(任务要求): 这篇回顾一年的随笔停在“让导游帮我们联系”一句,接下来会怎样发展?请紧接这一句续写这篇年终随笔。

(给定文本):
^^^^^^^^^^^^^^^^

现在是一年的尽头的深夜,深得这夜将尽了,我的生命,至少是一部分的生命,已经耗费在写这些无聊的东西中,而我所获得的,乃是我自己的灵魂的荒凉和粗糙。但是我并不惧惮这些,也不想遮盖这些,而且实在有些爱他们了,因为这是我转辗而生活于风沙中的瘢痕。

凡有自己也觉得在风沙中转辗而生活着的,会知道这意思。

——鲁迅《华盖集》

武汉今日雨夹雪,前几天大雾预警,29楼的窗帘一旦拉上,空调一开,外界与我全然没有关系了。躲进小楼成一统。我甚至不知道是在下雨,雨水没有滑过玻璃,或许滑过也没有声音。

暖风径直往床上吹,我瘫坐在床上,打开手机。同事在前方直播,从今日中午到深夜,观看人次已经突破万。评论区里都是赞赏的声音,好心网友甚至到高铁站接人,给他们住的酒店定了外卖。有人夸,这样年轻的好记者,未来的路一定会走很远。

真让人羡慕啊。

不记得自己这种提不起劲的状况持续了多久,不想努力,觉得一切选题都没意思。然而头脑里的另一个声音时刻提醒自己,不应该这样。这种提醒颇具现实意义,对我们这行来说,反馈是及时的,努力就有回报,念念必有回响——还是立竿见影的回响。一旦偷懒,人找不到,题做不出来,领导有意见,钱少,自己也感觉挫败。

失败套着失败,失败是失败之母。

于是在一年尽头的深夜,回想起这一年,竟想不起任何让自己有成就感的事。或许有,但已经太久,不足以让我对未来怀抱信心。躺平的惯性又太大,拉扯着我,所谓挣扎就不过是翻个身而已。

还是简单梳理下今年发生的事吧。一切都以稿子为单位分割我的时间,也如坐标定义我的生活。除了在路上的生活,别的事情我几乎都想不起来。与对象有关的除外。

一月

元旦,对象来看我,我们高铁转大巴,去神农架滑雪。美团上找的旅行团,人均块,不含高铁费。安排了3次滑雪,我们只滑了一次就放弃了,只感觉好难,好无聊。于是让导游接下来的滑雪折算成好一点的宾馆。

导游给我们安排的,所谓“好一点”的宾馆是深山里的一栋,除了我们之外无人入住的老旧宾馆。我们拖着行李箱,踩着走廊的地毯,就像走进《闪灵》的那座宾馆。

房里没空调,我们联系不上宾馆,只能先打电话给导游,让导游帮我们联系。

^^^^^^^^^^^^^^^^

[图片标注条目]
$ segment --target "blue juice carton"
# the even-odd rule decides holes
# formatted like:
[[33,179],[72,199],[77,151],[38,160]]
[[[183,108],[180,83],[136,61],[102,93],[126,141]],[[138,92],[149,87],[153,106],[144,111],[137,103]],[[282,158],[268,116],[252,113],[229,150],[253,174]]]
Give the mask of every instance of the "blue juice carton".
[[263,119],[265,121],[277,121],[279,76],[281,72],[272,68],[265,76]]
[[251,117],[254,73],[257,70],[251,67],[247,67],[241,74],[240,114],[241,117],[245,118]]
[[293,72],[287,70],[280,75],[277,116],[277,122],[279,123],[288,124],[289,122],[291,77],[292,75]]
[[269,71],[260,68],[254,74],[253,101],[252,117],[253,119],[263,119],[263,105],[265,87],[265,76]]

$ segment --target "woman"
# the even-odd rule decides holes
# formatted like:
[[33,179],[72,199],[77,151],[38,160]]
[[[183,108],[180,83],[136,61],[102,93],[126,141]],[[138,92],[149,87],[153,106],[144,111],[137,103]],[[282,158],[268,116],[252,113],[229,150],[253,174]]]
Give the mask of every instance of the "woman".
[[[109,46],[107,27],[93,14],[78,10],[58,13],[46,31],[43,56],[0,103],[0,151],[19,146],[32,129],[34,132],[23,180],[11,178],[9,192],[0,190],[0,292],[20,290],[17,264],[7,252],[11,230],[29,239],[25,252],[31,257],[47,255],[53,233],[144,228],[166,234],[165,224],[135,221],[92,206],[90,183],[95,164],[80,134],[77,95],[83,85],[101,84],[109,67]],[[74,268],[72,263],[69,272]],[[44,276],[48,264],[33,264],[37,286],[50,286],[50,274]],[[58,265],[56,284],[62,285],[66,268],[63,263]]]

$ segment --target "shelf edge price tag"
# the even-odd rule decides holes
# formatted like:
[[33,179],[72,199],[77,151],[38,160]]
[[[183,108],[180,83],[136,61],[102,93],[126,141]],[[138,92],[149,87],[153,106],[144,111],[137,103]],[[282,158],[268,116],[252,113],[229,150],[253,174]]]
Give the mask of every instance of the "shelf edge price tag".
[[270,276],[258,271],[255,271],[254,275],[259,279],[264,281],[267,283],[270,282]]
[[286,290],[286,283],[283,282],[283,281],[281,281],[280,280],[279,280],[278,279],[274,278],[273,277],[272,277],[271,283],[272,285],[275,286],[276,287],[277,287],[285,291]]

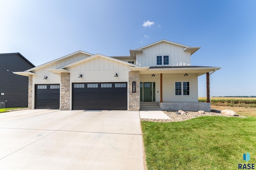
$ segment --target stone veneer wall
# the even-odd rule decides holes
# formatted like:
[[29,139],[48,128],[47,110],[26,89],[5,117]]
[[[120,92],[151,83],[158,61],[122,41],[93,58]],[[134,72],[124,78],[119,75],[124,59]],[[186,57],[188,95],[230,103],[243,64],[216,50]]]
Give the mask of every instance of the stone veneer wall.
[[[132,82],[136,82],[136,93],[132,93]],[[140,72],[129,72],[129,109],[130,111],[140,110]]]
[[29,109],[33,109],[33,75],[28,75],[28,107]]
[[70,74],[61,73],[60,76],[60,110],[69,111],[70,110]]

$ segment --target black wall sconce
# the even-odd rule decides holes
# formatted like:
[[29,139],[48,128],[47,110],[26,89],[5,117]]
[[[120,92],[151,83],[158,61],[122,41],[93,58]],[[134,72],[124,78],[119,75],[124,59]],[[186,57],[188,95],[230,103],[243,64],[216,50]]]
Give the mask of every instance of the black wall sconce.
[[117,73],[116,73],[116,75],[114,75],[114,77],[118,77],[118,75]]
[[82,78],[82,77],[83,77],[83,75],[82,74],[81,74],[81,73],[80,74],[79,74],[79,77],[78,77],[78,78]]

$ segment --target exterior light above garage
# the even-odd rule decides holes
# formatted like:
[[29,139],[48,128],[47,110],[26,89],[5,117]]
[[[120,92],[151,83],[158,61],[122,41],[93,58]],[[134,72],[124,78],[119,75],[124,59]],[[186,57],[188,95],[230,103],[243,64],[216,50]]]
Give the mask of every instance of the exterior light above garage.
[[116,73],[116,75],[114,75],[114,77],[118,77],[118,75],[117,73]]
[[79,74],[79,76],[78,77],[78,78],[82,78],[83,77],[83,75],[81,74],[81,73],[80,73]]

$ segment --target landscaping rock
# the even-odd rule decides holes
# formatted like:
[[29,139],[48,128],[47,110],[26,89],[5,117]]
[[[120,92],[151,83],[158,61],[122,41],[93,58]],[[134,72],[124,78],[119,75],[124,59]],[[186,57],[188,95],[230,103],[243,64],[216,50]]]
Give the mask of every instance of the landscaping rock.
[[184,111],[182,110],[180,110],[179,111],[178,111],[178,112],[179,112],[180,113],[180,115],[187,115],[187,113],[185,112]]
[[205,114],[204,111],[198,111],[197,113],[199,114]]
[[232,116],[239,116],[236,112],[232,110],[225,109],[221,111],[221,113],[224,115]]

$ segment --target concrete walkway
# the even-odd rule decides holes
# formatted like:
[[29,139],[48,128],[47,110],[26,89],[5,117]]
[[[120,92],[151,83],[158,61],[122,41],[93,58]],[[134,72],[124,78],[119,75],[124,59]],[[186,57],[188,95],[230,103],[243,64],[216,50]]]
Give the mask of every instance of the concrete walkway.
[[140,111],[140,119],[170,119],[171,118],[161,111]]
[[0,169],[146,169],[139,112],[0,114]]

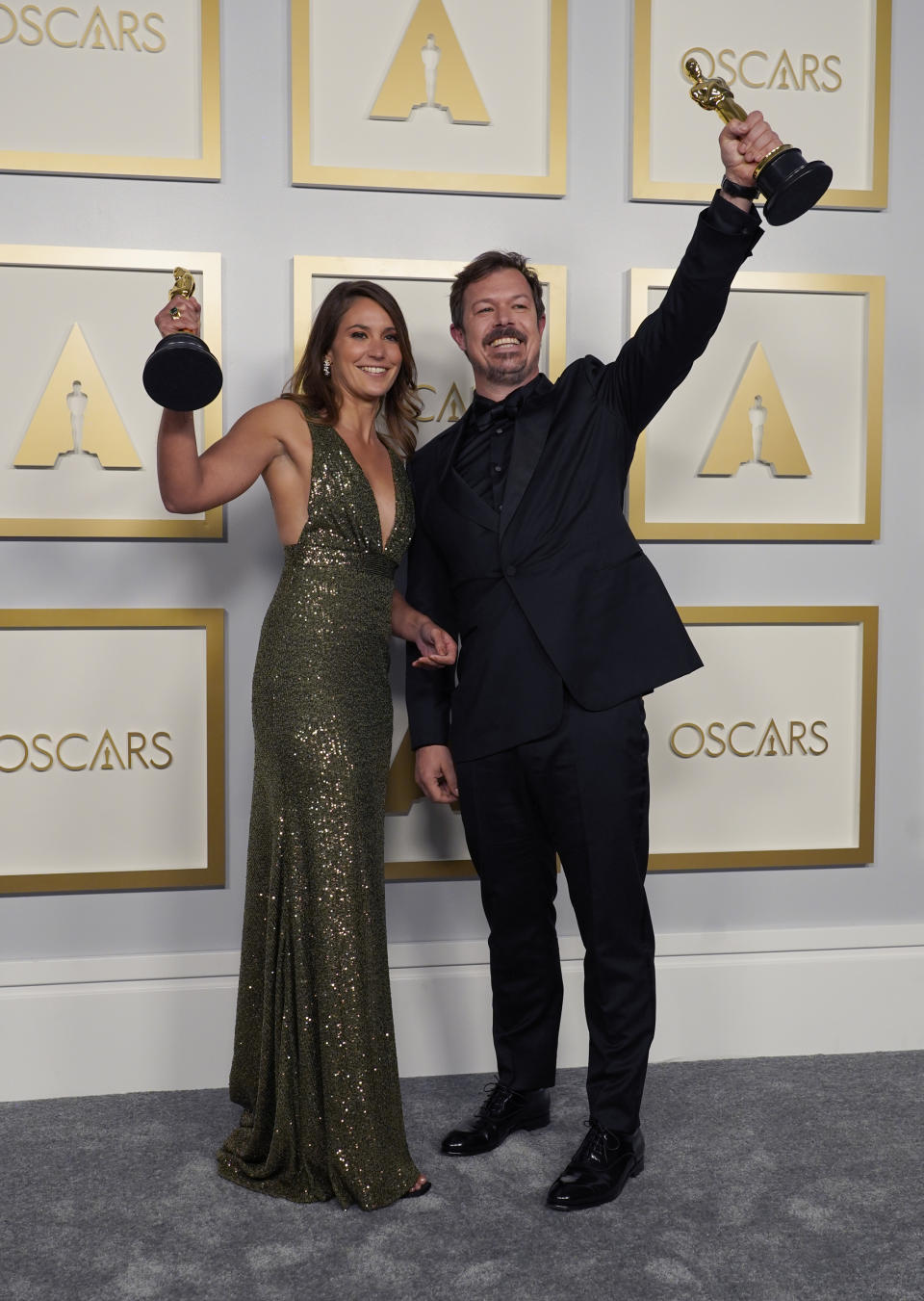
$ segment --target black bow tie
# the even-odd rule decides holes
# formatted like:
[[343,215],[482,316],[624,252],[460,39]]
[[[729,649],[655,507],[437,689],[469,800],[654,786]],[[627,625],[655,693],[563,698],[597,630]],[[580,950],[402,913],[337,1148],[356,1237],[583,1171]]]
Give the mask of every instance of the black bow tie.
[[508,393],[503,402],[489,402],[485,398],[476,398],[476,405],[472,407],[472,422],[474,423],[476,429],[480,433],[483,433],[499,420],[516,420],[520,407],[522,406],[522,389],[516,389],[516,392]]

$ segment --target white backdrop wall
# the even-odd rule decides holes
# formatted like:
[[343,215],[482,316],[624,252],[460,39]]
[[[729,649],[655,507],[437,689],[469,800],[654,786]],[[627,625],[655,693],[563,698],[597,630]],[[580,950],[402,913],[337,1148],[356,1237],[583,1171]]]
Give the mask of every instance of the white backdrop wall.
[[[920,1019],[914,1010],[915,1003],[920,1007],[924,952],[924,276],[919,243],[924,176],[918,107],[923,40],[921,7],[916,0],[894,0],[888,211],[812,212],[791,226],[768,230],[749,264],[754,271],[886,277],[881,541],[646,546],[680,605],[880,606],[875,863],[651,878],[648,892],[664,955],[660,1056],[902,1047],[921,1038],[921,1026],[910,1024],[907,1013]],[[289,375],[295,254],[467,259],[483,247],[500,246],[521,248],[537,262],[567,264],[572,359],[586,351],[616,353],[626,332],[629,268],[672,265],[686,243],[695,208],[628,198],[630,0],[571,3],[569,178],[568,196],[561,200],[294,189],[289,183],[286,0],[265,0],[259,7],[226,0],[221,44],[221,183],[0,176],[0,242],[218,251],[224,259],[226,424],[278,393]],[[529,69],[512,69],[511,75],[529,75]],[[169,77],[162,94],[170,95]],[[151,111],[157,112],[157,104]],[[810,141],[798,143],[811,150]],[[152,315],[155,308],[152,303]],[[14,312],[16,304],[5,303],[3,310]],[[14,1046],[10,1060],[25,1053],[38,1063],[16,1079],[8,1075],[4,1095],[218,1084],[224,1079],[243,908],[252,758],[250,677],[279,561],[263,484],[230,506],[226,543],[0,543],[3,606],[224,606],[229,639],[227,885],[201,891],[3,899],[0,1026],[5,1045]],[[387,903],[405,1073],[490,1068],[483,1037],[485,926],[477,885],[391,883]],[[571,964],[569,990],[573,986],[563,1060],[580,1060],[580,946],[565,898],[560,932]],[[843,964],[825,961],[823,954],[840,954]],[[858,965],[860,954],[866,956]],[[719,960],[716,955],[732,956]],[[758,981],[756,993],[723,967],[728,961],[747,968]],[[817,980],[810,971],[812,963]],[[819,976],[823,967],[824,980]],[[697,982],[690,974],[700,968],[708,978]],[[888,974],[873,978],[873,968]],[[672,969],[677,978],[669,974]],[[838,985],[841,978],[843,985]],[[910,987],[915,981],[916,994]],[[838,987],[847,997],[838,999]],[[716,989],[724,991],[719,1003]],[[125,1075],[105,1055],[108,1041],[100,1023],[112,1017],[113,995],[133,990],[143,990],[146,998],[156,990],[170,993],[157,1004],[161,1020],[155,1016],[146,1034],[160,1026],[177,1053],[166,1066],[162,1053],[157,1064],[157,1053],[148,1054],[149,1066],[143,1055],[138,1072]],[[190,990],[198,997],[191,998]],[[473,995],[468,1000],[467,990]],[[78,995],[86,997],[75,1002]],[[421,1012],[421,998],[429,1012]],[[858,1025],[864,998],[868,1006]],[[457,1003],[452,1006],[461,1026],[459,1042],[452,1049],[435,1038],[428,1047],[420,1034],[415,1038],[411,1023],[430,1024],[430,1012],[450,1007],[446,999]],[[893,1006],[886,1015],[889,1000],[901,1002],[903,1011]],[[143,1017],[153,1003],[122,999],[120,1006],[135,1007]],[[181,1007],[182,1015],[174,1016]],[[811,1020],[815,1013],[817,1033],[806,1029],[806,1016]],[[719,1037],[717,1020],[728,1028]],[[823,1033],[823,1023],[830,1028],[832,1021],[842,1025],[842,1034]],[[786,1026],[797,1023],[798,1033],[789,1033]],[[38,1050],[36,1038],[64,1024],[84,1036],[96,1028],[99,1069],[81,1073],[73,1062],[66,1067],[58,1060],[60,1049]],[[214,1034],[198,1056],[186,1053],[187,1038],[201,1039],[205,1024],[216,1026]],[[775,1029],[762,1036],[755,1024]]]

^^^^^^^^^^^^^^^^

(作答内容):
我们花了大价钱和许多时间,到了很远的地方,在无聊和恐慌中度过了新年的第一天晚上,和第二天上午。这是我们生活的隐喻。

应该还是在一月,在运气和耐心的加成下,我的独家小快讯上了微博热搜,两次。当时民意汹涌,我原本想让采访对象出来澄清,结果上热搜后似乎越描越黑。

我没有转朋友圈,并不觉得高兴,在出租屋里昏昏沉沉度过一天。我不希望上热搜,不希望他被那么多人骂。我希望这一天赶紧过去。我至今回想起来仍然有些难受。

二月

春节?没有印象。

三月

对象来找我。当时很久没能出差的我迫切渴望出差,于是接下了同事不愿意出差做的题。神奇的是,同事不出差的原因也是她对象来找她。

于是,对象在武汉独自过周末,独自去看樱花,骑着小单车竟一路骑到了我的母校。

对象自己去了磨山赏樱

可是!早知道以后会有那么那么多的出差,会在一次又一次的出差中筋疲力尽,我是万万不会为了出差放对象鸽子的。

那时做题真的很努力,每天一点睡七点起,拼命给采访对象打电话。没休息,不旅游。一天也就四五杯奶茶吧。

四月

对象在清明节的前一周回家扫墓,于是清明节我去广东找他。他为了迎接我,买了超市里几乎所有口味的巧克力,花两小时搓猪肚、做了猪肚汤(虽然不太好吃哈哈)。让我有种周五放学回家的感觉,温暖,安心,有一整个周末可待挥霍。

夏初天气微凉清爽,对象住在老小区里,窗帘透光,早晨会被渗入窗帘的日光和鸟叫声扰醒。我们白天吃早茶、牛肉火锅、煲仔饭、甜品和澳门菜,晚上去公园散步。对象喜欢吃路边卖的烤肠,看到就走不动道。有一个晚上,我们爬过有华南虎动物园的山,在山顶的凉亭看了场CBA,广东大战辽宁,然后走下来。一腿包。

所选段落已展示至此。